## Requirement
Retype each record exactly.

--- Excerpted data Enclosed Below ---

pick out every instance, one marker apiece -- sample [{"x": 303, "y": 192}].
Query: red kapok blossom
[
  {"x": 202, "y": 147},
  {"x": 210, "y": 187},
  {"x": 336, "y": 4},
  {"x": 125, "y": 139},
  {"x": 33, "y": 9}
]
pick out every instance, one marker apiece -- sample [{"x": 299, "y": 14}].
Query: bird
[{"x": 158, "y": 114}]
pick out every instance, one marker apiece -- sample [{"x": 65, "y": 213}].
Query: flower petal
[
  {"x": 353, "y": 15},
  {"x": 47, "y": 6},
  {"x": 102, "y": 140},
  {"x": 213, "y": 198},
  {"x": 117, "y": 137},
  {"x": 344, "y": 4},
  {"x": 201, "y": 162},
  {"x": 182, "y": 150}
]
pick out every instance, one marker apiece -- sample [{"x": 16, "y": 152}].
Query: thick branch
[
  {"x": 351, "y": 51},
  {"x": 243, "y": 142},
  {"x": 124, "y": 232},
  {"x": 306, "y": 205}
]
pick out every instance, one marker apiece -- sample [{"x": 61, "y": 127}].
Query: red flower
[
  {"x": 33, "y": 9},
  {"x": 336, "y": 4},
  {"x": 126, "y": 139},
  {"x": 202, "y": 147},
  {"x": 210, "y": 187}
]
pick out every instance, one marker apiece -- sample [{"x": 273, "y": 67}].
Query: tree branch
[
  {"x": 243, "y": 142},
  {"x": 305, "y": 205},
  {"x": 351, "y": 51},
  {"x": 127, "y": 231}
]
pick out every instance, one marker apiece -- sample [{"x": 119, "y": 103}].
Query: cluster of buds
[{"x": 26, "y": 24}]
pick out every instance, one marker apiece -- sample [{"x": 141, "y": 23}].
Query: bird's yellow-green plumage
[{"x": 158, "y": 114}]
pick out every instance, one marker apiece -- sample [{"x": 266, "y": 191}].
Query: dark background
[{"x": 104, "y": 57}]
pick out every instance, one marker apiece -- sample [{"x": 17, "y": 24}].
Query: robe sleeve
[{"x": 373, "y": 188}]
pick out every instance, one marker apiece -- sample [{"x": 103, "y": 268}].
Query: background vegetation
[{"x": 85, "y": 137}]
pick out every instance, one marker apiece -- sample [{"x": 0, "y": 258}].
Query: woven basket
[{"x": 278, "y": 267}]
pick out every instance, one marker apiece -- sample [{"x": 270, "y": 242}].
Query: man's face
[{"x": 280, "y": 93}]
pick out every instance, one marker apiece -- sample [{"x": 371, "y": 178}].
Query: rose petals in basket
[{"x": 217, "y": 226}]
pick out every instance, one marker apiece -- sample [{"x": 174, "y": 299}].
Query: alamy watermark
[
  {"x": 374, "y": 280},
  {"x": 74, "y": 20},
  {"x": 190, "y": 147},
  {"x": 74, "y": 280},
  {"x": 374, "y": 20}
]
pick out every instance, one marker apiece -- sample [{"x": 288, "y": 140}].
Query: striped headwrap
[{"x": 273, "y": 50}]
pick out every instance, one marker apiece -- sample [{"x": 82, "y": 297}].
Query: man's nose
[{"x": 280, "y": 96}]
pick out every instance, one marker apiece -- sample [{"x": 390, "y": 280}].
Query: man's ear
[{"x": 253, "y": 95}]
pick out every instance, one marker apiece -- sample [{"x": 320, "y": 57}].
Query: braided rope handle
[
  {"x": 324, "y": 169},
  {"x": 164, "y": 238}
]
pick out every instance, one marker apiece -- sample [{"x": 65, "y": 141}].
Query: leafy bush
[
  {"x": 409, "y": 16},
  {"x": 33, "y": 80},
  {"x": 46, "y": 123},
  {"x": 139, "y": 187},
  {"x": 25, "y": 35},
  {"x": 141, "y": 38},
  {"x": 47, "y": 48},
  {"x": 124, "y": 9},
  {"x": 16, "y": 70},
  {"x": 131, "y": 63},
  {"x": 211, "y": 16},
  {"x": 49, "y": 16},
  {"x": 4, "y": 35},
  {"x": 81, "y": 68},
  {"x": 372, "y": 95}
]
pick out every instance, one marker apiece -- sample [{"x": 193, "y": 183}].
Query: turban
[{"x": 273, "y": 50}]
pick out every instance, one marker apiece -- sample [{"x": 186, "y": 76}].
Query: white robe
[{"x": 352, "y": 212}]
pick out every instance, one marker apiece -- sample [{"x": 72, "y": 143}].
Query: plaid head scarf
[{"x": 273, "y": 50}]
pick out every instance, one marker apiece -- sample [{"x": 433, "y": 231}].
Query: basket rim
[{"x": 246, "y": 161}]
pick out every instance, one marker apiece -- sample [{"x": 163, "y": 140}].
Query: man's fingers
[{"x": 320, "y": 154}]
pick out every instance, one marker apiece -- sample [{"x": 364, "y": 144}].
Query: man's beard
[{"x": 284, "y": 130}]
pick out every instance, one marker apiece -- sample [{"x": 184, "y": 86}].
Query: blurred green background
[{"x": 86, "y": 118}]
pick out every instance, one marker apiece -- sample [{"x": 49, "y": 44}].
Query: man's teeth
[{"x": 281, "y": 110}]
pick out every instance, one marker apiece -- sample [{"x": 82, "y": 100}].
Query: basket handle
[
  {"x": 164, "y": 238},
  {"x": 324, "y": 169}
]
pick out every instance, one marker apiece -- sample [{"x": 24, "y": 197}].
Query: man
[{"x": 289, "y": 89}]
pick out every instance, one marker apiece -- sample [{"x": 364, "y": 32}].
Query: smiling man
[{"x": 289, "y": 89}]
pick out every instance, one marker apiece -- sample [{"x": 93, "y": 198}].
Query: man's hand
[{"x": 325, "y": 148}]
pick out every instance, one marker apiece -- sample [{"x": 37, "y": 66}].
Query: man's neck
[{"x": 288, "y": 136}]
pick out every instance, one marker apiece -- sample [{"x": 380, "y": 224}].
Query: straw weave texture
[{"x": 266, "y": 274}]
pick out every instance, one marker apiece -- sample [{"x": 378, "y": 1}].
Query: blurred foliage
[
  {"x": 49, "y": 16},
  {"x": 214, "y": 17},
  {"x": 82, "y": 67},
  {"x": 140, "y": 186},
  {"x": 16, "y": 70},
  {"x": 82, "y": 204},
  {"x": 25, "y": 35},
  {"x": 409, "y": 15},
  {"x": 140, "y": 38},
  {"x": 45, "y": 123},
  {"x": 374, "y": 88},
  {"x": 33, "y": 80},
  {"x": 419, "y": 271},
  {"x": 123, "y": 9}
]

--- End of Enclosed Excerpted data ---

## Result of this task
pick out every instance, one marker apiece -- sample [{"x": 303, "y": 192}].
Query: red kapok blossom
[
  {"x": 202, "y": 147},
  {"x": 210, "y": 187},
  {"x": 336, "y": 4},
  {"x": 125, "y": 139},
  {"x": 33, "y": 9}
]
pick out every instance, one marker apiece -- sample [{"x": 299, "y": 14}].
Query: bird
[{"x": 158, "y": 114}]
pick out every instance, one marker apiece -- sample [{"x": 65, "y": 213}].
Query: flower petal
[
  {"x": 353, "y": 15},
  {"x": 47, "y": 6},
  {"x": 102, "y": 140},
  {"x": 213, "y": 198},
  {"x": 117, "y": 137},
  {"x": 344, "y": 4},
  {"x": 201, "y": 162},
  {"x": 182, "y": 150}
]
pick out every instance, one marker apiece -- sample [{"x": 16, "y": 152}].
Query: thick branch
[
  {"x": 351, "y": 51},
  {"x": 243, "y": 142},
  {"x": 124, "y": 232},
  {"x": 306, "y": 205}
]
pick out every instance, one marker apiece -- sample [{"x": 61, "y": 127}].
Query: red flower
[
  {"x": 33, "y": 9},
  {"x": 336, "y": 4},
  {"x": 126, "y": 139},
  {"x": 202, "y": 147},
  {"x": 210, "y": 187}
]
pick out every instance, one marker apiece -- sample [{"x": 273, "y": 67}].
Query: tree branch
[
  {"x": 243, "y": 142},
  {"x": 305, "y": 205},
  {"x": 351, "y": 51},
  {"x": 127, "y": 231}
]
pick out every instance, one marker apiece -- sample [{"x": 119, "y": 103}].
Query: cluster of buds
[{"x": 26, "y": 24}]
pick out every instance, one marker apiece -- sample [{"x": 141, "y": 23}].
Query: bird's yellow-green plumage
[{"x": 158, "y": 114}]
pick out every instance, one marker apiece -- sample [{"x": 266, "y": 191}].
Query: dark background
[{"x": 104, "y": 57}]
pick out every instance, one marker apiece -- sample [{"x": 17, "y": 24}].
Query: robe sleeve
[{"x": 373, "y": 188}]
pick out every instance, one marker apiece -- sample [{"x": 103, "y": 268}].
Query: background vegetation
[{"x": 85, "y": 137}]
pick out every instance, one marker apiece -- sample [{"x": 0, "y": 258}].
Query: woven basket
[{"x": 278, "y": 267}]
pick out every instance, one marker apiece -- sample [{"x": 270, "y": 242}].
Query: man's face
[{"x": 280, "y": 93}]
pick out every instance, one marker apiece -- sample [{"x": 371, "y": 178}].
Query: rose petals in basket
[{"x": 217, "y": 226}]
pick out every instance, one marker apiece -- sample [{"x": 174, "y": 299}].
Query: alamy watermark
[
  {"x": 374, "y": 280},
  {"x": 74, "y": 20},
  {"x": 190, "y": 147},
  {"x": 74, "y": 280},
  {"x": 374, "y": 20}
]
pick out every instance, one marker apiece -- sample [{"x": 288, "y": 140}].
Query: striped headwrap
[{"x": 273, "y": 50}]
pick out every instance, one marker apiece -- sample [{"x": 82, "y": 297}].
Query: man's nose
[{"x": 280, "y": 96}]
pick out every instance, one marker apiece -- sample [{"x": 390, "y": 280}].
Query: man's ear
[{"x": 253, "y": 95}]
pick out every instance, one marker apiece -- sample [{"x": 320, "y": 57}].
Query: braided rope handle
[
  {"x": 324, "y": 169},
  {"x": 164, "y": 238}
]
pick out every instance, one marker apiece -- sample [{"x": 65, "y": 141}].
Query: leafy bush
[
  {"x": 409, "y": 16},
  {"x": 33, "y": 80},
  {"x": 46, "y": 123},
  {"x": 139, "y": 187},
  {"x": 25, "y": 35},
  {"x": 141, "y": 38},
  {"x": 47, "y": 48},
  {"x": 124, "y": 9},
  {"x": 16, "y": 70},
  {"x": 131, "y": 63},
  {"x": 211, "y": 16},
  {"x": 49, "y": 16},
  {"x": 4, "y": 35},
  {"x": 81, "y": 68},
  {"x": 372, "y": 95}
]
pick out every instance, one marker apiece -- sample [{"x": 193, "y": 183}].
Query: turban
[{"x": 273, "y": 50}]
pick out every instance, one marker apiece -- sample [{"x": 186, "y": 76}].
Query: white robe
[{"x": 352, "y": 212}]
pick out every instance, one marker apiece -- sample [{"x": 72, "y": 143}].
Query: plaid head scarf
[{"x": 273, "y": 50}]
pick out every instance, one marker apiece -- sample [{"x": 433, "y": 231}].
Query: basket rim
[{"x": 246, "y": 161}]
pick out every instance, one marker apiece -- sample [{"x": 163, "y": 140}].
Query: man's fingers
[{"x": 320, "y": 154}]
pick out every instance, one marker apiece -- sample [{"x": 364, "y": 144}].
Query: man's beard
[{"x": 284, "y": 130}]
pick out every instance, one marker apiece -- sample [{"x": 184, "y": 86}].
Query: blurred green background
[{"x": 86, "y": 118}]
pick out every instance, one marker apiece -- sample [{"x": 49, "y": 44}].
Query: man's teeth
[{"x": 281, "y": 110}]
pick out every instance, one marker apiece -- sample [{"x": 82, "y": 100}].
Query: basket handle
[
  {"x": 164, "y": 238},
  {"x": 324, "y": 169}
]
pick out every instance, one marker apiece -- sample [{"x": 24, "y": 197}].
Query: man
[{"x": 289, "y": 89}]
pick out every instance, one marker apiece -- sample [{"x": 364, "y": 32}].
Query: smiling man
[{"x": 289, "y": 89}]
pick out every instance, one marker apiece -- sample [{"x": 93, "y": 198}].
Query: man's hand
[{"x": 325, "y": 148}]
pick out every instance, one marker apiece -- sample [{"x": 37, "y": 66}].
Query: man's neck
[{"x": 288, "y": 136}]
pick out every instance, one marker apiece -- sample [{"x": 380, "y": 224}].
Query: straw weave texture
[{"x": 266, "y": 274}]
pick out every instance, one marker apiece -- sample [{"x": 378, "y": 1}].
Query: blurred foliage
[
  {"x": 49, "y": 16},
  {"x": 214, "y": 17},
  {"x": 82, "y": 67},
  {"x": 140, "y": 186},
  {"x": 16, "y": 70},
  {"x": 82, "y": 204},
  {"x": 25, "y": 35},
  {"x": 409, "y": 15},
  {"x": 140, "y": 38},
  {"x": 45, "y": 123},
  {"x": 374, "y": 88},
  {"x": 33, "y": 80},
  {"x": 419, "y": 271},
  {"x": 123, "y": 9}
]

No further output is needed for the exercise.